# AIM OF THE EXERCISE
Lay out the entries from the line containing "frame in the photo above." through the end of the entries, inclusive, as a two-column CSV headed instruction and points. Give one row per entry, with its text and its answer each in a quoted field, line breaks turned into spaces, and leave out the pictures.

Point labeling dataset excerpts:

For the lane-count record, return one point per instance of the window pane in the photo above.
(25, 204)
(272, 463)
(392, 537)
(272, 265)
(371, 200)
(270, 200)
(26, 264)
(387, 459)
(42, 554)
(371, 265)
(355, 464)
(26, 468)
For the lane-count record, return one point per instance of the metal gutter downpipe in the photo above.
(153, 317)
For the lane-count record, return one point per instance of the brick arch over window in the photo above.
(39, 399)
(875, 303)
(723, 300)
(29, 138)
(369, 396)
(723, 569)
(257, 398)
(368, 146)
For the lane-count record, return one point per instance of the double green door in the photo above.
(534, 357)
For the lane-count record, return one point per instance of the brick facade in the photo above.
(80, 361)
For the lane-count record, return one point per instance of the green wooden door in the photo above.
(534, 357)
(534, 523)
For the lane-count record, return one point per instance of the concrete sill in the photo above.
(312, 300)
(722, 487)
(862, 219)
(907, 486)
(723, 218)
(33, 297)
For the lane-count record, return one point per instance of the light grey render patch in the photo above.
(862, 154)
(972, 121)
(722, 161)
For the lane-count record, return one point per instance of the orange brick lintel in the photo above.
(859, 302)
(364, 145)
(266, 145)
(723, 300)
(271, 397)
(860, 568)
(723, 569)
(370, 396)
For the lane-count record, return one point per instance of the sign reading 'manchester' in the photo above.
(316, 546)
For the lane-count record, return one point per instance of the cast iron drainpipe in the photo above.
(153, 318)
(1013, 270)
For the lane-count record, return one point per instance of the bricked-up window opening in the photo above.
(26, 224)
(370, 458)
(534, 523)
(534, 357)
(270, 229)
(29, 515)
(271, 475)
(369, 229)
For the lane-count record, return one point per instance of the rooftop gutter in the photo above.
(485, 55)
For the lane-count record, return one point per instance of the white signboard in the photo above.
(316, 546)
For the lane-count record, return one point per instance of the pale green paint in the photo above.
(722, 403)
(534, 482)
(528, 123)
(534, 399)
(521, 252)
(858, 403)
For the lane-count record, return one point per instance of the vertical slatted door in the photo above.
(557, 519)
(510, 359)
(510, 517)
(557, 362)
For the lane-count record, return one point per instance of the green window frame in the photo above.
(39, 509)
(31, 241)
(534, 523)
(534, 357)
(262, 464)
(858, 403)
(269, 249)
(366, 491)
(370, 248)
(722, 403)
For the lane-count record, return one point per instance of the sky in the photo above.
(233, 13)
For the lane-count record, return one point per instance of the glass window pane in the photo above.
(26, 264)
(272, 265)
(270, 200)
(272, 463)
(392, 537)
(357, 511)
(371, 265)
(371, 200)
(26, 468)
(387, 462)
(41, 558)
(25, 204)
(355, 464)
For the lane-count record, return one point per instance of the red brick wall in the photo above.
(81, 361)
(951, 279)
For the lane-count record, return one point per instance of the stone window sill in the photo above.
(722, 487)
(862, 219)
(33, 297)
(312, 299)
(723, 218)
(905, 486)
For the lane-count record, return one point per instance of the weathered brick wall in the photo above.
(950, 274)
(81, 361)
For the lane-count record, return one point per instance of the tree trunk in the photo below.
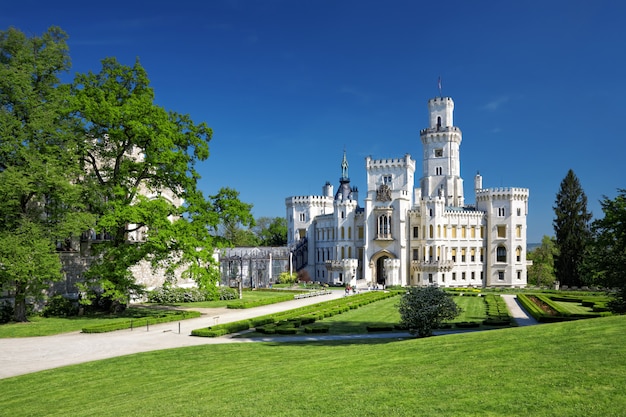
(19, 313)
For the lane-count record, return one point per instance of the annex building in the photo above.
(408, 233)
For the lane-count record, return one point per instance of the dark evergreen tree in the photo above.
(572, 230)
(608, 257)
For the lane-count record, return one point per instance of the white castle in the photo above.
(412, 236)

# ANSWER IN FULL
instruction,points
"For the lane-count record, return one point per instance of the green window frame in the photo above.","(39, 509) (31, 241) (534, 523) (534, 357) (262, 464) (858, 403) (269, 249) (366, 491) (370, 248) (722, 403)"
"For the lane-count record, return one point per instance of the sky in the photo above.","(233, 13)"
"For the lane-count record, return one point per instance of the glass window pane in the photo above.","(26, 264) (272, 265) (270, 200) (272, 463) (392, 537) (357, 511) (371, 265) (371, 200) (26, 468) (387, 462) (41, 558) (25, 204) (355, 464)"
"For the lane-count record, return one point per instance of the red brick wall in the photo above.","(81, 361) (951, 279)"
"For the lane-count record, return one point per instance of the stone window sill in the photo above.","(722, 487) (862, 219) (33, 297) (312, 299) (723, 218) (905, 486)"
"For the lane-count record, return one point per instance of the weathered brick wall in the photo above.","(950, 274) (81, 361)"
"For the lane-count record, return one point per instance of the tree trunk in the photo below.","(19, 313)"
"For the lane-count record, return one point per instance of the annex building in the photo above.","(408, 233)"
"For the lane-count record, return one point per instance of the dark evergreen tree in the photo above.","(572, 230) (608, 257)"
"For the lane-count record, return one point per instance of the white castle in the photo above.","(412, 236)"